READING TEXT.
◆ ◆ ◆ ◆ ◆ ◆ ◆
Reputation: 11
I am new to spark and trying to read JSON file of the format below into a spark dataframe. This is the format of my JSON
"elements": [
Q4
{
Name:ABC,
Language:English,
Age:45,
Title:SWE
},
Q5
{
Name:DEF,
Language:English,
Age:60
Title: Engineer
},
Q6
{
Name:HIJ,
Language:English,
Age:57,
Title:
}
] I want the output to be
Name | Language | Age | Title
ABC | English | 45 | SWE
DEF | English | 60 | Engineer
HIJ | English | 57 | Null
How do I achieve this with pyspark?
Upvotes: 1
Views: 350
Reputation: 830
Please try using
df=spark.read.json()
to read the file. It will convert you data into the dataframe format. You may need to chose JSON element if you need the document inside the element.
--Edited part, If you want to use hard code string, pls refer spark doc: Example content from spark document.
sc = spark.sparkContext
jsonStrings = ['{"name":"Yin","address":{"city":"Columbus","state":"Ohio"}}']
otherPeopleRDD = sc.parallelize(jsonStrings)
otherPeople = spark.read.json(otherPeopleRDD)
otherPeople.show()
◆ ◆ ◆ ◆ ◆ ◆ ◆
DATA.
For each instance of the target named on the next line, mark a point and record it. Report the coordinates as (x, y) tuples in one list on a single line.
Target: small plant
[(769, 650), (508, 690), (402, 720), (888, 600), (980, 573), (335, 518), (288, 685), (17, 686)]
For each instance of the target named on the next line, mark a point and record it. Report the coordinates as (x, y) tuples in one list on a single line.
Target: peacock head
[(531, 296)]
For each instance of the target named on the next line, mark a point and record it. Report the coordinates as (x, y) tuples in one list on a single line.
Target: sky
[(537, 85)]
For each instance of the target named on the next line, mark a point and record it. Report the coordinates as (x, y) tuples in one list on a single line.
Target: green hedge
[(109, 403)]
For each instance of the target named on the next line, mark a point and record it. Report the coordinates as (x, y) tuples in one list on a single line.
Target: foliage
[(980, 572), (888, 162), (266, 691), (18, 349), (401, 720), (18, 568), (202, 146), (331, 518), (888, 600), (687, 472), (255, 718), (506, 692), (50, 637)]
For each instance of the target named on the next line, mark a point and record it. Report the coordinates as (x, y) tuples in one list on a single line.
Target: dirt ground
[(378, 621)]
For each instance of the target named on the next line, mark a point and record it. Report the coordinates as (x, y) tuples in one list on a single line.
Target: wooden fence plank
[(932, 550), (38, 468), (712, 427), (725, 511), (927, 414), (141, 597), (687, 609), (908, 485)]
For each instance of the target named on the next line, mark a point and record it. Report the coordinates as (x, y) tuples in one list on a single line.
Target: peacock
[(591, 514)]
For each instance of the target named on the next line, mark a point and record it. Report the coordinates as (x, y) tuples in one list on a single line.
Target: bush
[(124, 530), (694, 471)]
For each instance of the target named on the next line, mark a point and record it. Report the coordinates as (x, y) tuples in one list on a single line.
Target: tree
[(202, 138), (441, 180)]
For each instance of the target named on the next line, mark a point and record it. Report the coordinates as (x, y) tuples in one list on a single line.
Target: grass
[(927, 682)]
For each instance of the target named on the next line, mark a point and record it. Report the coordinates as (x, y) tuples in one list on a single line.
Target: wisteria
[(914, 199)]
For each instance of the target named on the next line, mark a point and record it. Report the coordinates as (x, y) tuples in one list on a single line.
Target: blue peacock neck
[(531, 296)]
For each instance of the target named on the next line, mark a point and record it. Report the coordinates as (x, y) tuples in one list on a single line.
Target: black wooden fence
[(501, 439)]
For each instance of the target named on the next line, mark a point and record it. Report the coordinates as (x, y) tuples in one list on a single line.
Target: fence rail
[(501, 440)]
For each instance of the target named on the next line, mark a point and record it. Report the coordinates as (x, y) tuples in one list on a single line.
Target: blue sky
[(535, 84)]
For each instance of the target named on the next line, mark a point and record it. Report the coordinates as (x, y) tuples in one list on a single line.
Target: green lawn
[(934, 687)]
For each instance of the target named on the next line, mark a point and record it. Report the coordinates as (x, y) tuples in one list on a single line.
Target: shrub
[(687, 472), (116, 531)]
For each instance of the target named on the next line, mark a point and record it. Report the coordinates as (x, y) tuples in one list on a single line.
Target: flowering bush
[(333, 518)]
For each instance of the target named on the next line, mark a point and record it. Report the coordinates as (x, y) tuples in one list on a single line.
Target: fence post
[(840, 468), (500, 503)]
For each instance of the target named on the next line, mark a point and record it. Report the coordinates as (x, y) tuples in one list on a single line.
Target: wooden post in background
◆ ◆ ◆ ◆ ◆ ◆ ◆
WORK REQUIRED. Please extract the stretch of the PySpark JSON thread from "--Edited part, If" through "otherPeople = spark.read.json(otherPeopleRDD)", word for word.

ANSWER TO THIS TASK.
--Edited part, If you want to use hard code string, pls refer spark doc: Example content from spark document.
sc = spark.sparkContext
jsonStrings = ['{"name":"Yin","address":{"city":"Columbus","state":"Ohio"}}']
otherPeopleRDD = sc.parallelize(jsonStrings)
otherPeople = spark.read.json(otherPeopleRDD)